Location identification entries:
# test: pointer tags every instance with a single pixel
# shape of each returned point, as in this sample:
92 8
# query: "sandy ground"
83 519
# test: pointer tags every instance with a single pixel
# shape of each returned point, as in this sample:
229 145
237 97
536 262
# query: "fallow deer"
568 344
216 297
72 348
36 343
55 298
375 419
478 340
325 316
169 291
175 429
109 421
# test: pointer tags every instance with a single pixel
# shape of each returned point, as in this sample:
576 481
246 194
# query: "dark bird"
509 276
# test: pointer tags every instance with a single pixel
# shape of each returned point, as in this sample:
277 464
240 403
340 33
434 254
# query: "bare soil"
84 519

**Short task**
Copy all of the rows above, keeping every line the same.

**Problem solution**
# test: pointer tags every instance with a single pixel
# shape of each returned point, as in this sample:
92 8
# query: "sandy ground"
83 519
# test: pointer tags every instance with a single pixel
# shape of each returned point, as in this sample:
229 145
237 97
536 262
# query: "fallow deer"
568 344
216 297
72 348
36 343
55 298
375 419
478 340
325 316
169 291
175 429
109 421
# test: pointer tags every instance with a single pixel
# shape of each returned point, as in this sample:
576 481
246 194
# query: "dark bird"
509 276
# test: pointer tags every instance with a single pixel
# shape of each returned point, as in this sample:
277 464
240 403
340 33
434 254
# query: "bare soil"
84 519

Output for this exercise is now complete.